Problem details. Return only the lines of the listing below that run from the line with "Query: person in white shirt" through the line with "In this picture, where can the person with", both ends included, exactly as written.

------ Given information

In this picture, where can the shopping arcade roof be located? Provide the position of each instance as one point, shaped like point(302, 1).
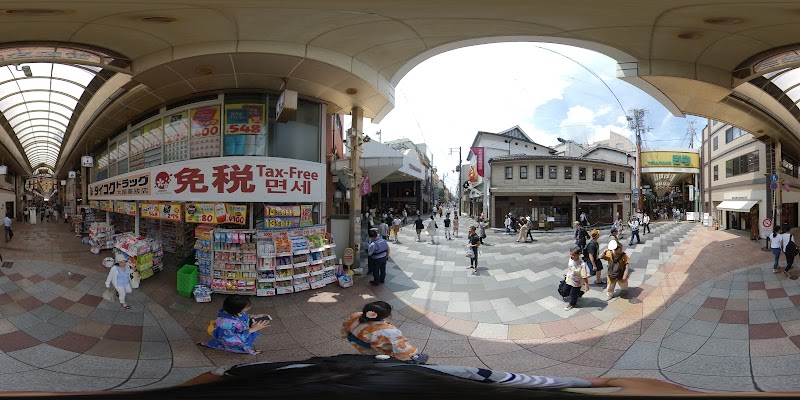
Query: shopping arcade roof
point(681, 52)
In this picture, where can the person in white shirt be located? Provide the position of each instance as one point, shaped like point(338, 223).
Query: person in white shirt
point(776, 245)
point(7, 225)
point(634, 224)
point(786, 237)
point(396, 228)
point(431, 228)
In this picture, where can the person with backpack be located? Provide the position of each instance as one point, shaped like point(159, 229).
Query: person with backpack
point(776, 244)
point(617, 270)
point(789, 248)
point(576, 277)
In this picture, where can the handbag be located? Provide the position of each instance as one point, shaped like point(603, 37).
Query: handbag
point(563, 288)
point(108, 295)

------------
------ Given information

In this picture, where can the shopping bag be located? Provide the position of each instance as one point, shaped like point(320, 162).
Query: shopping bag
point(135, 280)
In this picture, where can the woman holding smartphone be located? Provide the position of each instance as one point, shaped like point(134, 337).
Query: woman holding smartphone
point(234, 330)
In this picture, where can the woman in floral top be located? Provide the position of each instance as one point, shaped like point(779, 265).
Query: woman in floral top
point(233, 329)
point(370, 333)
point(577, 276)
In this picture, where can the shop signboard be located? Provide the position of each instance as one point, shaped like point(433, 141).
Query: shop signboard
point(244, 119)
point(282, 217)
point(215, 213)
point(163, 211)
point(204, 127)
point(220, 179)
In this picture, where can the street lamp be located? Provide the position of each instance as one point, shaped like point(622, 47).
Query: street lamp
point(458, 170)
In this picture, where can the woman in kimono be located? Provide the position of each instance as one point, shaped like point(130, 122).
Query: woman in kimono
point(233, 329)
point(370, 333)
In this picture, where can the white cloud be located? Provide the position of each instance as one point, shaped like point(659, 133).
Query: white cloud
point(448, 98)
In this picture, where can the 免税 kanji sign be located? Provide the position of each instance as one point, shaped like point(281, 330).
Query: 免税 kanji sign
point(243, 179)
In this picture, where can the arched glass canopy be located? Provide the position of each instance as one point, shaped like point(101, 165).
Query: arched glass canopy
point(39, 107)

------------

Answer area.
Query: person in white shirt
point(776, 245)
point(7, 225)
point(634, 224)
point(786, 237)
point(396, 228)
point(431, 228)
In this picture, where can the person with backpack be located? Provide the position of each instance as one point, shaped like point(159, 229).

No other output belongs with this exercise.